- Trecho extraído -
Brasil e Cuba foram os dois últimos países do mundo a eliminar a escravatura como base de um modo de
produção. A Guerra da Secessão (1861-65), nos Estados Unidos, cobrou o preço de
mais de um milhão de mortos para que se encerrasse a escravidão e, de fato, se
unificasse a nação. O Haiti se tornou a primeira nação negra das Américas
quando, após ter conquistado a libertação, em 1794, com uma insurreição dos
escravos negros, expulsou a bala e a facão, em 1803, os colonialistas
franceses.
No meio do século XIX já
não havia mais como manter a escravidão no Brasil. As lutas contra escravidão
negra tomavam conta do país. De longe vinha o Quilombo de Palmares, sobre o
qual não é preciso se estender. As homenagens que até hoje recebe Zumbi são o
testemunho da luta heróica e dolorosa dos negros, hoje parte integrante da
classe trabalhadora brasileira, para se libertar de toda opressão e exploração.

- Material fornecido -
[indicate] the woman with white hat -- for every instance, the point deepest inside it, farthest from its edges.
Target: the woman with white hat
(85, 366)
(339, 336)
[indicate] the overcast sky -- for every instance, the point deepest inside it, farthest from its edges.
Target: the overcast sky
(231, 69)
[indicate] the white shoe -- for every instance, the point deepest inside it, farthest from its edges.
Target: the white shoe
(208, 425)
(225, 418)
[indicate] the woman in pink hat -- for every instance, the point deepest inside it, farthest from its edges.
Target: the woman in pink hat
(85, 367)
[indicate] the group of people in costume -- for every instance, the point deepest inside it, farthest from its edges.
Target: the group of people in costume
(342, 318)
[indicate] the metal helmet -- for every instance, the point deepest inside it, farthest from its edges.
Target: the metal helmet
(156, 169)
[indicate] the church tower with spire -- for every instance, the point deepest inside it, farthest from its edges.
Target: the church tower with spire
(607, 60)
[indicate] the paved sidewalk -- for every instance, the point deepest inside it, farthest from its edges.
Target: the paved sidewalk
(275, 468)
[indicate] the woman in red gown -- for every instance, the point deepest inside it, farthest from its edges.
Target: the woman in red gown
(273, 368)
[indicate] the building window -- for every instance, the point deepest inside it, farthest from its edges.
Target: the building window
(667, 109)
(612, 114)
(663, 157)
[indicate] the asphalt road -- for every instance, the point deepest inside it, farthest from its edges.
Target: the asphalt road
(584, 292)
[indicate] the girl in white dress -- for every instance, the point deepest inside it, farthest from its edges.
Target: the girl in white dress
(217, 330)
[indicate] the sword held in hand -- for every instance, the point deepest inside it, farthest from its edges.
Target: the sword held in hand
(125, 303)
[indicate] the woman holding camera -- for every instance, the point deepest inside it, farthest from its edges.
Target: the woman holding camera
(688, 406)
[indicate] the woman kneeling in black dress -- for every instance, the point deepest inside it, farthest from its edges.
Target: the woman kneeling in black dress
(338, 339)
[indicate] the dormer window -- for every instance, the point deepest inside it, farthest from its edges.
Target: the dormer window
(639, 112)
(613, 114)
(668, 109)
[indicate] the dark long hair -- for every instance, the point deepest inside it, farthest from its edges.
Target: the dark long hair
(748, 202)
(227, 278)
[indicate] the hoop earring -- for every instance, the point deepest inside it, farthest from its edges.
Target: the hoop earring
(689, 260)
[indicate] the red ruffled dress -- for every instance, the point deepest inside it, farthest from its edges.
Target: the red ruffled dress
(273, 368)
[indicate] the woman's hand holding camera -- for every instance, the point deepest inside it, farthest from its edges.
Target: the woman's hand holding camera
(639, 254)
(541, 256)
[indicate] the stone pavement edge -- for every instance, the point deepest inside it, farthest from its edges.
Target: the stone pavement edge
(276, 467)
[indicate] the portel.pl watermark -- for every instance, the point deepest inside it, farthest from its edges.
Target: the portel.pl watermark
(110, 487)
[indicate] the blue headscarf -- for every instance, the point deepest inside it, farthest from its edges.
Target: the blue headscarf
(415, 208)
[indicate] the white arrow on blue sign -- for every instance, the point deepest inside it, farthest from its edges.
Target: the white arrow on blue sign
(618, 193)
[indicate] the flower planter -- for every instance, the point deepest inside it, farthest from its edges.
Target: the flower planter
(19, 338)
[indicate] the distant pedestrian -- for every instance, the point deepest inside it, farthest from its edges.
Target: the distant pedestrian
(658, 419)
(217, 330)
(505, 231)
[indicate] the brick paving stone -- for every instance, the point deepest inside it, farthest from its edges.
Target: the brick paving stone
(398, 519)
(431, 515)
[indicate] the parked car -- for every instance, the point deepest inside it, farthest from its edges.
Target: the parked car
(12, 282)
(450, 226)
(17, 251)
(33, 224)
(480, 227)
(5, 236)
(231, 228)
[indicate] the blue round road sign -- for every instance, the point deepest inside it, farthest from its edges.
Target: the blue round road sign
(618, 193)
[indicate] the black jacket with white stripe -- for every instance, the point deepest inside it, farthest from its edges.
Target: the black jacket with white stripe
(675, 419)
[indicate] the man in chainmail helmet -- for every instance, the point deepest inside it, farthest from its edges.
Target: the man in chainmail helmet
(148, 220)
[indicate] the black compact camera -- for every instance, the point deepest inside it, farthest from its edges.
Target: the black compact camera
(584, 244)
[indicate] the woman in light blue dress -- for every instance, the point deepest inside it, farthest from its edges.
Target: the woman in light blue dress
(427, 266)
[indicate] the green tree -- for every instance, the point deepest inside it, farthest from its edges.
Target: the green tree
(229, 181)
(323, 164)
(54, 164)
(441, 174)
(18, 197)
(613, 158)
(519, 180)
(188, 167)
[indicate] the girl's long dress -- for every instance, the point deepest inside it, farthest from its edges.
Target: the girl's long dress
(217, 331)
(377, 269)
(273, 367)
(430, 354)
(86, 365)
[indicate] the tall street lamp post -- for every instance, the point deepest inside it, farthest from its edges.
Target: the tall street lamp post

- Tarefas a realizar -
1. Segundo o trecho sobre a escravidão, em que ano o Haiti expulsou os colonialistas franceses?
2. Transcreva do trecho sobre a escravidão a passagem de "Brasil e Cuba" a "opressão e exploração.", sem qualquer alteração.
3. Enumere todos os países citados nominalmente no trecho sobre a escravidão.
As entradas provêm de outra fonte.

- Respostas em ordem -
1. Em 1803.

2.
Brasil e Cuba foram os dois últimos países do mundo a eliminar a escravatura como base de um modo de
produção. A Guerra da Secessão (1861-65), nos Estados Unidos, cobrou o preço de
mais de um milhão de mortos para que se encerrasse a escravidão e, de fato, se
unificasse a nação. O Haiti se tornou a primeira nação negra das Américas
quando, após ter conquistado a libertação, em 1794, com uma insurreição dos
escravos negros, expulsou a bala e a facão, em 1803, os colonialistas
franceses.
No meio do século XIX já
não havia mais como manter a escravidão no Brasil. As lutas contra escravidão
negra tomavam conta do país. De longe vinha o Quilombo de Palmares, sobre o
qual não é preciso se estender. As homenagens que até hoje recebe Zumbi são o
testemunho da luta heróica e dolorosa dos negros, hoje parte integrante da
classe trabalhadora brasileira, para se libertar de toda opressão e exploração.

3. Brasil, Cuba, Estados Unidos, Haiti